---- Material for this task
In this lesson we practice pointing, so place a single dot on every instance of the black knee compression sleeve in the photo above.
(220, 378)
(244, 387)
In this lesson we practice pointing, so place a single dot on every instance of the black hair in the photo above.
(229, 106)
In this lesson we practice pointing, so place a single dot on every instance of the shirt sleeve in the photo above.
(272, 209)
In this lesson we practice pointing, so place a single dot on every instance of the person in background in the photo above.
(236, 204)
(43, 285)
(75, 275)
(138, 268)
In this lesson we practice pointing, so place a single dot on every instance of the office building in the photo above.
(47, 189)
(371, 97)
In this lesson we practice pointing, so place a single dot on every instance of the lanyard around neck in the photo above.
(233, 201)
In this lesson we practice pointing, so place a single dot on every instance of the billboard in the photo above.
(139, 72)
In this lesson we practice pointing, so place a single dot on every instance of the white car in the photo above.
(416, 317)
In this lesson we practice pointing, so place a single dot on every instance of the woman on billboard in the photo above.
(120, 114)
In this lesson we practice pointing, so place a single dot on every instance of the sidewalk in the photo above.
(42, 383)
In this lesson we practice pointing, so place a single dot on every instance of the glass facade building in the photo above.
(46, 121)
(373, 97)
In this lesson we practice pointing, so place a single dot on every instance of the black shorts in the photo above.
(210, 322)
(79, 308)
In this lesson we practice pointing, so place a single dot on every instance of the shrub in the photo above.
--------
▶ **Description of the task**
Extract every line of the data above and reproduce each one verbatim, in its original order.

▶ **Result**
In this lesson we practice pointing, so place a single dot on every instance of the black knee compression sleeve in the photo above.
(220, 378)
(244, 387)
In this lesson we practice pointing, so place a single dot on every instance of the black hair in the photo above.
(229, 106)
In this lesson we practice pointing, so place a single dot on every instance of the shirt sleeve in the photo above.
(272, 209)
In this lesson we practice pointing, so place a single dot on every instance of the person in background in the photo above.
(236, 204)
(43, 285)
(75, 275)
(138, 268)
In this lesson we practice pointing, so place a single dot on every instance of the office building in the photo above.
(47, 189)
(371, 97)
In this lesson we practice pointing, so place a single dot on every instance of the lanyard around neck in the photo above.
(233, 201)
In this lesson we practice pointing, so place a single dot on every instance of the billboard in the photo above.
(139, 72)
In this lesson we practice pointing, so place a single dot on every instance of the white car in the photo above.
(416, 317)
In this lesson we practice pointing, so place a single dot on every instance of the woman on billboard in the photo above.
(120, 114)
In this lesson we practice pointing, so place a single dot on every instance of the sidewalk in the photo above.
(42, 383)
In this lesson we practice pointing, so place a single dot on every instance of the glass facade building in the photo above.
(46, 121)
(373, 97)
In this lesson we practice pointing, so place a single dot on every instance of the black shorts in the photo above.
(210, 322)
(79, 308)
In this lesson we practice pointing, so place a single dot on every instance of the shrub in the photo above.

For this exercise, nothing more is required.